DATA FOR THE TASK:

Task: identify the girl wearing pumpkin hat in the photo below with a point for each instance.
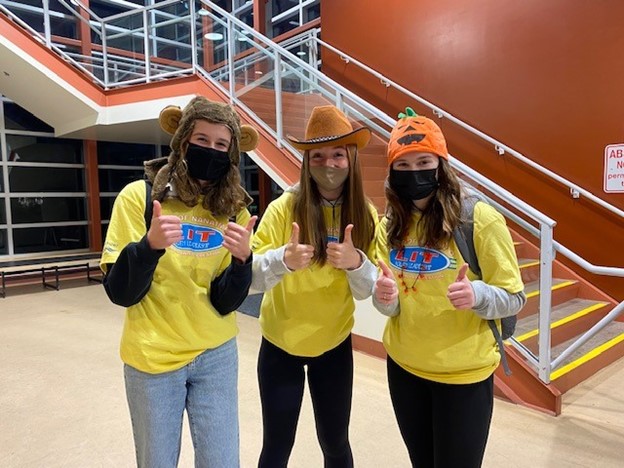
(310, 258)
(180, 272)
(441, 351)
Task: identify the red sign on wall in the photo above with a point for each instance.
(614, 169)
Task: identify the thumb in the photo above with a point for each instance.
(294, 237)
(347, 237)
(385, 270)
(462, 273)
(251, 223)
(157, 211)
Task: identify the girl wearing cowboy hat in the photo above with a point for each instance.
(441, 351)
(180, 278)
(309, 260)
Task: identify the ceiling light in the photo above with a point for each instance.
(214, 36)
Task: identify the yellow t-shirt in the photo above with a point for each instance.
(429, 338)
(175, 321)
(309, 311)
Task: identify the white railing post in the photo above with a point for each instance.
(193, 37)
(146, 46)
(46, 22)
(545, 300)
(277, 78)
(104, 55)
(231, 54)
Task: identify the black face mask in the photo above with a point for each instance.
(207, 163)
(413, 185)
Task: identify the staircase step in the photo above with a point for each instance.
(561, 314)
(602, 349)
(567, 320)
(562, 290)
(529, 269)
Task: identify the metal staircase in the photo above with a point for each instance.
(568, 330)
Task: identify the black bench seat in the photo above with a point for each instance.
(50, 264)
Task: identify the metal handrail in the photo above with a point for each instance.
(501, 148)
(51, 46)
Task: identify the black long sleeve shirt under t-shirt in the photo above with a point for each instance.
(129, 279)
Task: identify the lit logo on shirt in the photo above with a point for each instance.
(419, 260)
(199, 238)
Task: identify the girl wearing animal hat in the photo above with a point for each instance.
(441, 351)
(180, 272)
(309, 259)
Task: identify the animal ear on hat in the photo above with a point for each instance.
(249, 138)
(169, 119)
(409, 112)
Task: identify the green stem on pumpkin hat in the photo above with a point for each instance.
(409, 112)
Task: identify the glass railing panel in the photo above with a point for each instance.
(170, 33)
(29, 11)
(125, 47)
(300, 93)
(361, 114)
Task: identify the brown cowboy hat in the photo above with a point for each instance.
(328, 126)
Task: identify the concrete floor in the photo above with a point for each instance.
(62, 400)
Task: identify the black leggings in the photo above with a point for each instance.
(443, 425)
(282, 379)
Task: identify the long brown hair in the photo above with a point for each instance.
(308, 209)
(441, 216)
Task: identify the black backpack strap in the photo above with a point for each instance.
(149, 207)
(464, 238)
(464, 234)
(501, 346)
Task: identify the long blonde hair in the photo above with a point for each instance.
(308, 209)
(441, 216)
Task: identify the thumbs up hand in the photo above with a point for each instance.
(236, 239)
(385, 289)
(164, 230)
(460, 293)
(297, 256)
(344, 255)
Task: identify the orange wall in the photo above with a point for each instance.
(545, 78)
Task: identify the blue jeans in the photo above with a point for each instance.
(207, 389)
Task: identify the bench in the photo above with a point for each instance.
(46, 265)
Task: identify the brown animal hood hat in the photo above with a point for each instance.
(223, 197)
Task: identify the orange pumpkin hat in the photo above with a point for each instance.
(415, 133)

* * *

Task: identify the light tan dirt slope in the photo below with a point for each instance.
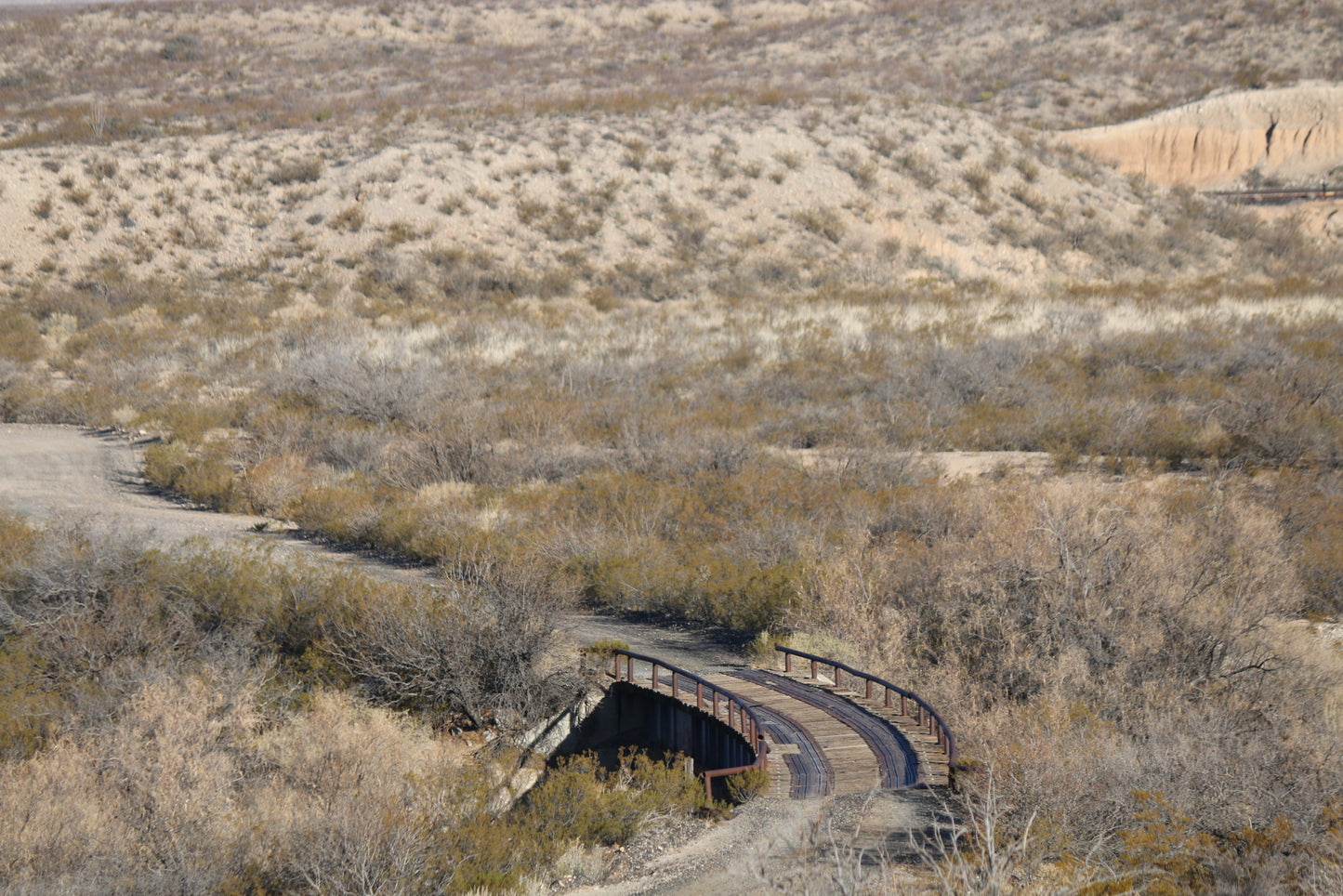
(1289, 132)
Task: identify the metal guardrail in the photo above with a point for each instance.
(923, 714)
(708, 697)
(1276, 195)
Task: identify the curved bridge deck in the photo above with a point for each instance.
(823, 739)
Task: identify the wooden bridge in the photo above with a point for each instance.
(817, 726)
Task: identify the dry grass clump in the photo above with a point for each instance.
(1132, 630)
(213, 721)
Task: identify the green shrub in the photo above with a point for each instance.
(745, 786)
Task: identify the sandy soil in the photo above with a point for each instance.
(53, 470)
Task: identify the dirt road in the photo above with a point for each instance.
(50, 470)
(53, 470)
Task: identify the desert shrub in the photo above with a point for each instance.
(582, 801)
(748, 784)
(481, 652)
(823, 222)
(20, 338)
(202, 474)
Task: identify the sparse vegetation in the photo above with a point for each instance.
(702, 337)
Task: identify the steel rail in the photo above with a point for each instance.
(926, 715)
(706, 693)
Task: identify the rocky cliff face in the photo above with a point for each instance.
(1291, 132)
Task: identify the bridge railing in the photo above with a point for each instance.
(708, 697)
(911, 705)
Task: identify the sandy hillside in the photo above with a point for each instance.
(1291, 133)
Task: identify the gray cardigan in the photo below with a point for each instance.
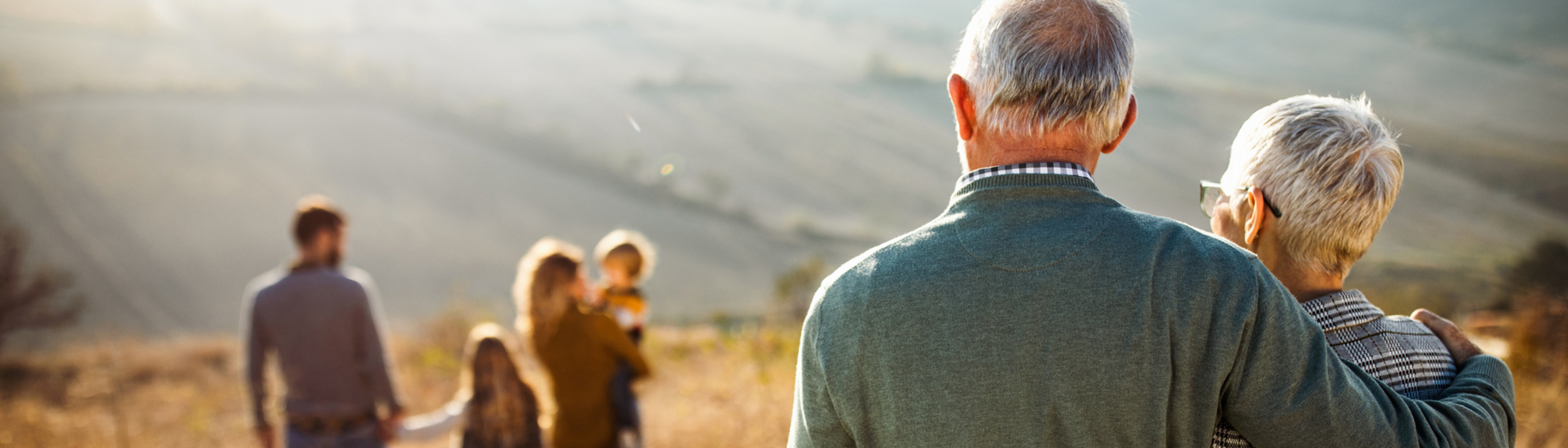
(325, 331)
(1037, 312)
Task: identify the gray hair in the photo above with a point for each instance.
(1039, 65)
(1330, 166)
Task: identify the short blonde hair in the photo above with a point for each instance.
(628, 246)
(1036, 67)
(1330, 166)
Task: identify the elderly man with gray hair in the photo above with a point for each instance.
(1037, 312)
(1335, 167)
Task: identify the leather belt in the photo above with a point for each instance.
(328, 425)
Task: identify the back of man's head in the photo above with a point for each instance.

==

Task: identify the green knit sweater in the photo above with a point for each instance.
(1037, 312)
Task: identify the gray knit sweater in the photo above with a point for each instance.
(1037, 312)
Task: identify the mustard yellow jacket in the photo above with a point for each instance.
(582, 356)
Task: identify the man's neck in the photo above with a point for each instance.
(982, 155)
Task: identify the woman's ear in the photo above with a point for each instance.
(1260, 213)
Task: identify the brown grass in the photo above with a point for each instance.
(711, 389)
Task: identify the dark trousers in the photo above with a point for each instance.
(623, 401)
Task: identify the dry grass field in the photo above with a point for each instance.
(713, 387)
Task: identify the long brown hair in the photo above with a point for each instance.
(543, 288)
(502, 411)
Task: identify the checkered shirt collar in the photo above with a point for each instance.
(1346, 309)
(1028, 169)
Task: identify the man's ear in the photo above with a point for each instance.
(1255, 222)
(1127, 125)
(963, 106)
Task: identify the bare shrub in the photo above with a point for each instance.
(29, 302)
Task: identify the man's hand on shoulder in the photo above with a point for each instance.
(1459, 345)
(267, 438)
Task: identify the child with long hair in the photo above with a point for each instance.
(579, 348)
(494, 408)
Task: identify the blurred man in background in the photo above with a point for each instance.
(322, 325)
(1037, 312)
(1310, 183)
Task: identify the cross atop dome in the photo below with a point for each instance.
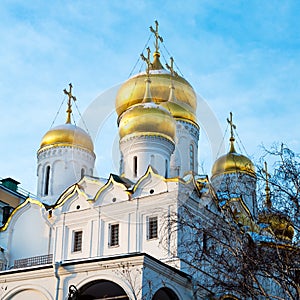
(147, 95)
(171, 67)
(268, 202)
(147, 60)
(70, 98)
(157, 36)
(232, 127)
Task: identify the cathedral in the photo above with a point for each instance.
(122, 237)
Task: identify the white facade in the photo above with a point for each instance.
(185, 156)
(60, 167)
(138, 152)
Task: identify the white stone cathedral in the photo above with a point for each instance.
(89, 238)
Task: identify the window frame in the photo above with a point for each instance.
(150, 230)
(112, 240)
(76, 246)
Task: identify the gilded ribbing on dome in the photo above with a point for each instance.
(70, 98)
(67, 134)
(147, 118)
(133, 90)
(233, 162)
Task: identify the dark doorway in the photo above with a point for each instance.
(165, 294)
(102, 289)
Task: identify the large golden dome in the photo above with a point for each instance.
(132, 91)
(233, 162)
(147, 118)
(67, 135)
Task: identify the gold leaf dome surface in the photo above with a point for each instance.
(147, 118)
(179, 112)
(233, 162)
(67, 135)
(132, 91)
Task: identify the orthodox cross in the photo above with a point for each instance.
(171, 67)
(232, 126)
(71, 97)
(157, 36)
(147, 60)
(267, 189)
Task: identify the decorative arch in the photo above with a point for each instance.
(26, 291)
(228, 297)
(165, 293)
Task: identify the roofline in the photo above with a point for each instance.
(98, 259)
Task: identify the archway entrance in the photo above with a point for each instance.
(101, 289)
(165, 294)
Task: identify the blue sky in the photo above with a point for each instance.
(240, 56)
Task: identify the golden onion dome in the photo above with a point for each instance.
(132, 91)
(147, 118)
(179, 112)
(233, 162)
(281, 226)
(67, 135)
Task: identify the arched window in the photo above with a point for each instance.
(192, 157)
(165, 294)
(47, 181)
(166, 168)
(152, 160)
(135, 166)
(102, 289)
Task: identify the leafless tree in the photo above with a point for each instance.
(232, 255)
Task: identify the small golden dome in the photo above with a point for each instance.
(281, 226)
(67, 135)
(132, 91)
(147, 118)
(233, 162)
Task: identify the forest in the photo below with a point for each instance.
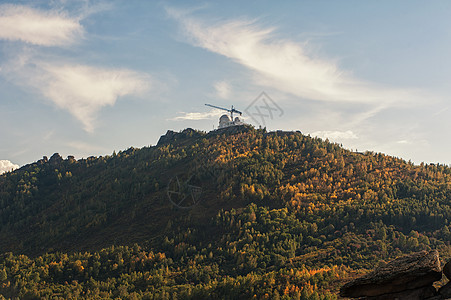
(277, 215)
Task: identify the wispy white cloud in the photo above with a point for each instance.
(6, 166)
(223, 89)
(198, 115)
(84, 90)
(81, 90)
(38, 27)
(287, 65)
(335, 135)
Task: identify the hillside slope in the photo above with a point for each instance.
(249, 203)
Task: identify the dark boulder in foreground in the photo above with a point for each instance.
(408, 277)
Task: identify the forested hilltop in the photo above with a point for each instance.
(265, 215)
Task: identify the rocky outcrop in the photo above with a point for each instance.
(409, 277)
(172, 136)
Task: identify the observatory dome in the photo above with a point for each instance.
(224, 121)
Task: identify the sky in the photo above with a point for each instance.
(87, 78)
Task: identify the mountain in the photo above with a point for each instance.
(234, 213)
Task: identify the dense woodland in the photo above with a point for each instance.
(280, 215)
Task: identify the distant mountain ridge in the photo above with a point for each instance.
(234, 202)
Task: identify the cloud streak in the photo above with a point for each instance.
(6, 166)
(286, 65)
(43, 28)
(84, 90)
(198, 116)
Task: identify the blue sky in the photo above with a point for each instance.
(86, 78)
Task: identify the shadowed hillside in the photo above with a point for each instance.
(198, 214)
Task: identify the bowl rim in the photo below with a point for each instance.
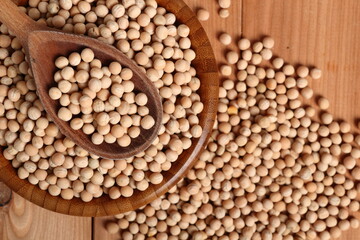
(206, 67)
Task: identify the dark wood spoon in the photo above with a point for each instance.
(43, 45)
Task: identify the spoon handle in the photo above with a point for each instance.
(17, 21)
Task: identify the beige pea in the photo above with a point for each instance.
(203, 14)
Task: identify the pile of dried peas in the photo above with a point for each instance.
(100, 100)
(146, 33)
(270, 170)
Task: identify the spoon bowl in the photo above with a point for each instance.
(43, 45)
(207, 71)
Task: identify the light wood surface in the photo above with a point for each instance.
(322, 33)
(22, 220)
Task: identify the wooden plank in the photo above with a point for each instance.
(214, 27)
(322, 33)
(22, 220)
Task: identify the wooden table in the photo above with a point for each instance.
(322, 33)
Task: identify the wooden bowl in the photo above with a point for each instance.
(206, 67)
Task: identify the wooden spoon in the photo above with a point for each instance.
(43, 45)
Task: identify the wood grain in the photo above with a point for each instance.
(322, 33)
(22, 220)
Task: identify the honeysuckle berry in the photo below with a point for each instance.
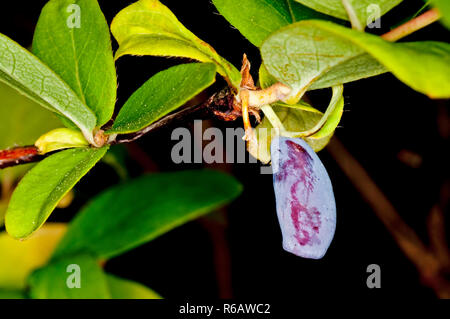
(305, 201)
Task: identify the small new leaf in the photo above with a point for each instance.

DIRECTIONS FOR THIS TASK: Render everything in the material from the line containing "Task: identify the honeysuckle" down to the line containing "Task: identify the small new", both included, as a JSON list of strings with one string per line, omitting blank lines and leaving out the pictures.

CORRECT ANSWER:
[
  "Task: identify the honeysuckle berry in the photo below with a point for each instance.",
  "(305, 201)",
  "Task: identify the small new leaf in the photo above with a point for each instance."
]